[ENTRIES SHOWN]
— Start —
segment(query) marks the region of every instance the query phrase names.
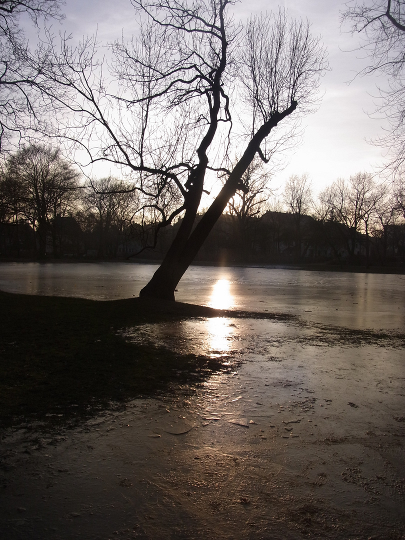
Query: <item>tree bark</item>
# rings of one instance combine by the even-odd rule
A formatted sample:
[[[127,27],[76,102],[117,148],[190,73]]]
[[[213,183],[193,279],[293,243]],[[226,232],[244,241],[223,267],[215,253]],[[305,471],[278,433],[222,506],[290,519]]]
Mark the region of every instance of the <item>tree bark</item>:
[[[194,260],[230,199],[236,193],[242,176],[259,151],[260,144],[281,120],[295,110],[297,105],[296,102],[293,101],[289,107],[281,113],[275,113],[259,128],[222,190],[192,232],[190,234],[191,227],[188,220],[184,227],[182,226],[183,223],[181,224],[167,255],[150,281],[141,290],[140,296],[174,300],[174,290],[179,281]],[[193,212],[190,213],[192,214],[194,213],[194,218],[197,210],[194,205]],[[183,222],[185,220],[185,216]]]

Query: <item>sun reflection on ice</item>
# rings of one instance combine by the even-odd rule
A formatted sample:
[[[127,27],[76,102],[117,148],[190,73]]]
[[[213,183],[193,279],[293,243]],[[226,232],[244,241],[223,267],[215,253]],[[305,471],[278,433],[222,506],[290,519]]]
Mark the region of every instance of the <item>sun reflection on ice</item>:
[[[219,279],[214,285],[210,307],[215,309],[229,309],[234,305],[233,296],[231,294],[231,282],[228,279]]]
[[[225,317],[208,319],[206,325],[207,351],[212,356],[229,352],[233,341],[232,338],[235,325],[232,325],[230,319]]]

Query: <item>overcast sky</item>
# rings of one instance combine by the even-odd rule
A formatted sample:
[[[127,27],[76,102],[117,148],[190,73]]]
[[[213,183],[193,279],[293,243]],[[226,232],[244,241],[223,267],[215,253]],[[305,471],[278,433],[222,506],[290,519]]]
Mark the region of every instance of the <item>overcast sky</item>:
[[[284,6],[293,16],[307,18],[313,33],[320,35],[326,45],[330,71],[322,79],[325,93],[318,111],[304,119],[303,141],[289,157],[289,164],[272,183],[279,192],[293,174],[308,173],[314,191],[319,192],[339,177],[348,178],[360,171],[373,172],[381,166],[383,152],[369,144],[382,133],[384,121],[371,118],[375,110],[377,77],[356,77],[367,65],[355,49],[358,36],[340,28],[339,0],[242,0],[234,8],[235,18],[252,12],[277,10]],[[105,42],[119,37],[123,30],[128,37],[136,31],[135,11],[129,0],[66,0],[66,18],[62,28],[78,38],[93,34]]]

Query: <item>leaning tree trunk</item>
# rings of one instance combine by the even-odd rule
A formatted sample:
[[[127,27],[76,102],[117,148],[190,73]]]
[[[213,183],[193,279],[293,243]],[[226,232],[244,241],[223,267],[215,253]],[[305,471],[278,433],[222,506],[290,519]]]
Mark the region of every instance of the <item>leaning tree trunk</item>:
[[[241,178],[259,151],[260,144],[280,120],[295,110],[297,104],[296,102],[292,102],[288,109],[281,113],[275,113],[259,128],[235,165],[225,185],[192,232],[188,234],[188,231],[191,231],[190,223],[185,224],[184,228],[180,226],[167,255],[150,281],[141,290],[140,296],[174,300],[174,290],[179,281],[222,215],[230,199],[236,193]],[[197,208],[194,207],[194,217],[197,211]],[[185,219],[186,216],[183,222]],[[183,222],[181,225],[183,225]]]

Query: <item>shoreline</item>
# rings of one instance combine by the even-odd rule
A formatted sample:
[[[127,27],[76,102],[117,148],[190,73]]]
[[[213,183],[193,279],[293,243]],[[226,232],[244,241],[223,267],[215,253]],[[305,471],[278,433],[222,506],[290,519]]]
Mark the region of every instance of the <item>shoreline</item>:
[[[38,264],[128,264],[128,265],[156,265],[159,266],[161,260],[154,259],[143,259],[136,260],[128,260],[127,259],[38,259],[28,258],[0,258],[0,264],[28,264],[36,263]],[[268,269],[279,270],[300,270],[309,272],[347,272],[357,274],[405,274],[405,266],[380,266],[369,265],[363,266],[360,265],[333,265],[328,262],[325,263],[296,263],[296,264],[278,264],[272,263],[230,263],[224,264],[220,262],[212,261],[195,261],[190,265],[193,266],[210,266],[218,268],[266,268]]]

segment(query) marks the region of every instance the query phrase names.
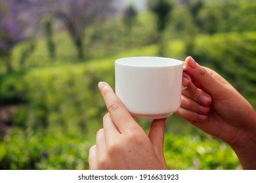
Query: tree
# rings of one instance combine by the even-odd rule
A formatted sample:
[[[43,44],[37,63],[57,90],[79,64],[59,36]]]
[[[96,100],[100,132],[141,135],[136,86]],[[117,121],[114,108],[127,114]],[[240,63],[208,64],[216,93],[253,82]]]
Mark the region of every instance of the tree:
[[[85,57],[83,41],[86,28],[93,22],[106,18],[112,10],[113,1],[56,0],[49,5],[48,7],[53,17],[60,20],[65,25],[77,48],[79,59]]]
[[[1,0],[0,58],[8,72],[12,71],[11,56],[15,45],[30,39],[36,30],[39,14],[30,0]],[[33,15],[33,16],[32,16]]]
[[[123,24],[125,24],[126,35],[129,35],[127,43],[130,47],[133,46],[133,27],[134,26],[138,12],[133,5],[128,6],[123,12]]]
[[[160,46],[158,54],[163,55],[164,48],[163,32],[168,25],[168,19],[171,11],[173,10],[173,4],[167,0],[150,1],[149,7],[157,18],[158,42]]]

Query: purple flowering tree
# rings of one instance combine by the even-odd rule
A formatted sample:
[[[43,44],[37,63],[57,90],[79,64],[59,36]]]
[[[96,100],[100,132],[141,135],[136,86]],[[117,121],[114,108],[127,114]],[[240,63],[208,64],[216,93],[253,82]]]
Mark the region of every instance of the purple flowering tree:
[[[83,40],[86,28],[112,12],[114,1],[56,0],[49,7],[53,17],[65,25],[77,50],[79,58],[84,58]]]
[[[35,25],[39,23],[40,16],[38,10],[33,8],[33,1],[0,1],[0,58],[5,61],[8,71],[12,71],[13,48],[32,37]]]

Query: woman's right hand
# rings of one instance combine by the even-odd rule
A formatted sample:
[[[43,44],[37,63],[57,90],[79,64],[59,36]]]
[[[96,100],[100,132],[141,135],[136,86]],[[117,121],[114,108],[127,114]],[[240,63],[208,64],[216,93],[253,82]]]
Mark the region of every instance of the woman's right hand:
[[[256,169],[256,113],[238,92],[214,71],[191,57],[186,71],[193,83],[182,91],[176,112],[205,132],[228,143],[244,169]]]

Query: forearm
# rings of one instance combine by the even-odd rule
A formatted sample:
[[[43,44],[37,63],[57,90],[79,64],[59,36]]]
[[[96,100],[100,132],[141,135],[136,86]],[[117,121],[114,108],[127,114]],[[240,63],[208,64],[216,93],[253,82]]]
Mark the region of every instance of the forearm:
[[[251,117],[251,118],[250,118]],[[244,169],[256,169],[256,113],[253,111],[247,120],[252,125],[250,128],[242,130],[238,134],[236,142],[230,144],[233,148]]]

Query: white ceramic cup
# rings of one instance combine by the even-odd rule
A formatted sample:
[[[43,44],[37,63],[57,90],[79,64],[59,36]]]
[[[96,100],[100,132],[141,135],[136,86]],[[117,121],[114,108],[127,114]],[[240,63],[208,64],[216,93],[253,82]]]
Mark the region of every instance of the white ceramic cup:
[[[181,106],[183,62],[133,57],[115,63],[116,93],[136,118],[160,119]]]

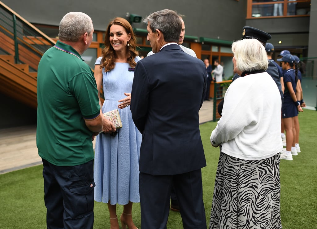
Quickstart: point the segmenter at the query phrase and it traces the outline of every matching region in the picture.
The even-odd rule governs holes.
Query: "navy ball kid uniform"
[[[288,82],[292,83],[292,86],[294,92],[296,91],[296,83],[295,82],[295,74],[294,70],[289,69],[284,74],[283,77],[285,89],[284,91],[284,103],[282,107],[282,118],[291,118],[297,116],[298,114],[297,108],[294,104],[289,91],[286,85]]]

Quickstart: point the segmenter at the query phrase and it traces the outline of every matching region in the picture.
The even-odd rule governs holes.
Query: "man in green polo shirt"
[[[59,40],[41,59],[37,73],[36,145],[42,158],[48,228],[92,228],[92,140],[102,127],[93,73],[81,55],[94,27],[80,12],[65,15]]]

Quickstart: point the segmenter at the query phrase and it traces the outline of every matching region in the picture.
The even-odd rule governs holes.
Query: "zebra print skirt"
[[[220,153],[209,228],[281,228],[280,154],[257,160]]]

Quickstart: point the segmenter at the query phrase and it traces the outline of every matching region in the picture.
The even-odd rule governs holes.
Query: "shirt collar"
[[[171,43],[168,43],[167,44],[165,44],[162,47],[162,48],[161,48],[161,49],[159,50],[160,51],[162,50],[162,49],[163,49],[165,46],[167,46],[167,45],[169,45],[170,44],[177,44],[178,45],[178,44],[177,43],[175,43],[175,42],[171,42]]]

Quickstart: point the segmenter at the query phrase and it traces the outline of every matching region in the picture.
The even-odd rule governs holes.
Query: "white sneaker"
[[[298,155],[298,154],[297,153],[297,151],[295,149],[294,150],[292,150],[291,151],[292,155],[294,155],[294,156],[296,156],[296,155]]]
[[[290,154],[288,156],[286,155],[285,152],[281,153],[281,159],[283,159],[284,160],[292,160],[293,157],[291,154]]]

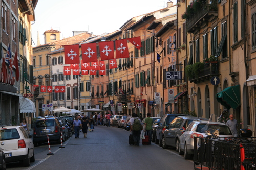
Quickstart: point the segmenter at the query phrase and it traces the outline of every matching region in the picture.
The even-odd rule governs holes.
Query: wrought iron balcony
[[[212,0],[210,3],[208,1],[203,1],[196,8],[194,8],[192,14],[187,15],[189,15],[186,20],[188,32],[193,33],[199,31],[201,26],[207,24],[212,16],[218,16],[217,1]]]
[[[199,72],[198,75],[194,75],[189,77],[188,80],[196,84],[200,82],[204,82],[205,80],[209,80],[210,78],[215,76],[219,75],[219,64],[217,63],[205,64],[203,70]]]

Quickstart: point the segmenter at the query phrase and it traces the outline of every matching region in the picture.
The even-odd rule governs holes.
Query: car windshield
[[[214,133],[219,135],[232,135],[232,132],[228,126],[225,125],[209,124],[208,129],[213,129]]]
[[[41,128],[47,126],[52,126],[54,125],[54,120],[40,120],[36,122],[36,127]]]
[[[0,140],[19,139],[20,136],[16,129],[0,130]]]

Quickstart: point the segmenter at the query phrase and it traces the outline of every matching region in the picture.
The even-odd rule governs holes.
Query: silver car
[[[185,159],[191,158],[194,154],[194,137],[207,136],[205,134],[206,128],[217,130],[218,136],[223,138],[223,139],[226,137],[233,137],[229,127],[227,125],[217,122],[210,122],[207,124],[208,121],[193,121],[181,136],[179,154],[184,154]]]

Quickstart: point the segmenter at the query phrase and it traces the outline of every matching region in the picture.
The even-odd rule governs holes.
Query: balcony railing
[[[199,72],[198,75],[189,77],[188,80],[195,83],[199,83],[204,79],[208,80],[210,76],[219,75],[219,64],[218,63],[205,64],[203,71]]]
[[[198,7],[194,9],[194,13],[186,19],[187,30],[192,32],[195,29],[199,27],[198,23],[203,18],[209,18],[211,14],[214,14],[218,11],[217,1],[212,0],[210,3],[208,1],[203,1],[203,2]],[[201,24],[201,23],[200,23]]]

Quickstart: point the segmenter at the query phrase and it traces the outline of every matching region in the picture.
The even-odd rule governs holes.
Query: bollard
[[[59,147],[59,148],[65,148],[65,147],[63,147],[62,145],[62,139],[63,139],[63,138],[62,138],[62,132],[60,132],[60,139],[61,140],[61,145]]]
[[[48,135],[47,135],[47,140],[48,141],[49,153],[48,153],[47,155],[54,155],[54,153],[51,152],[51,148],[50,148],[50,142],[49,142],[49,136],[48,136]]]

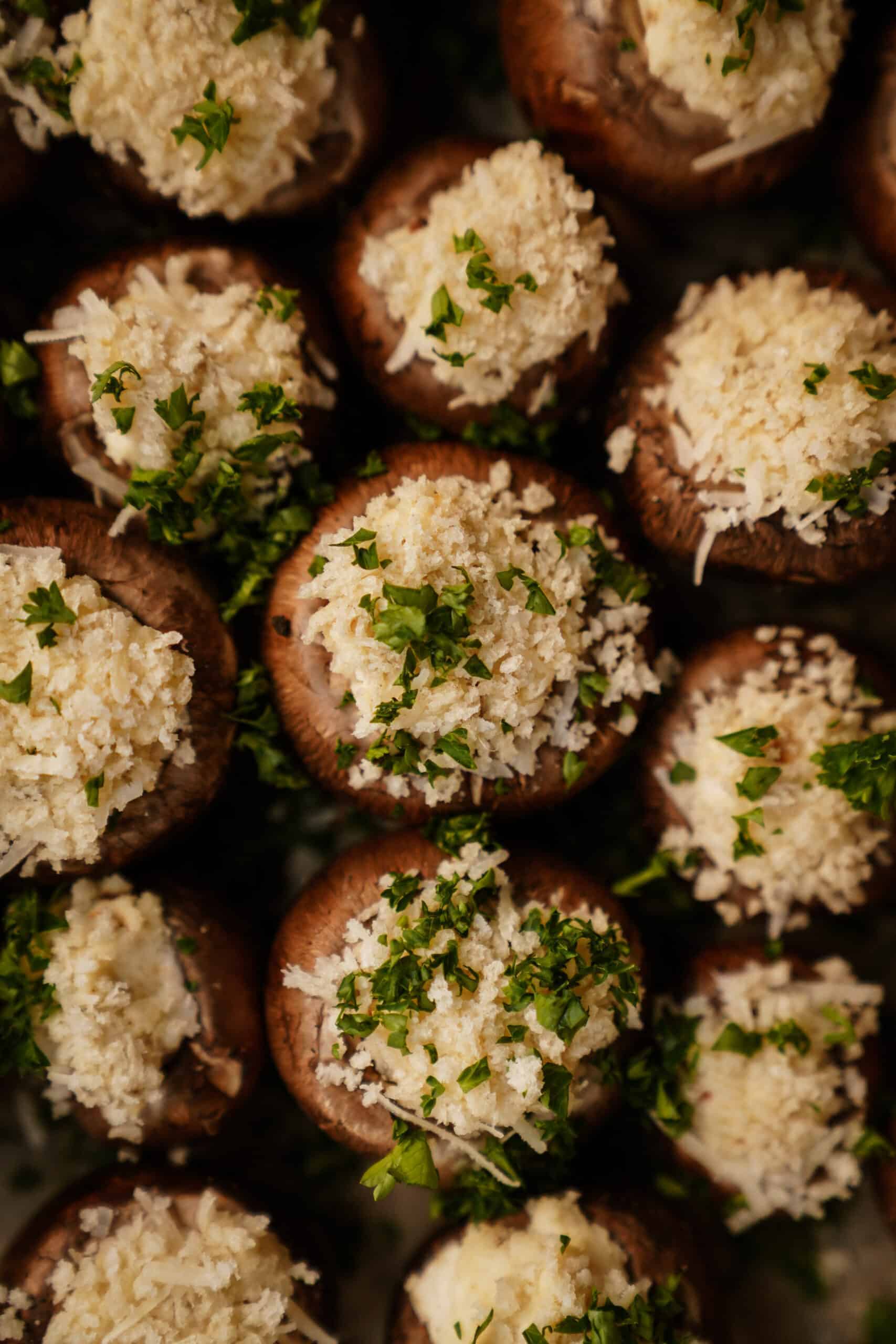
— End —
[AIM]
Identify and copy every line of the material that contains the string "reflection", matching case exactly.

[ANSWER FOR THIS EXERCISE]
Query: <item>sun reflection on ice</item>
Mark the region of every instance of the <item>sun reflection on ice</item>:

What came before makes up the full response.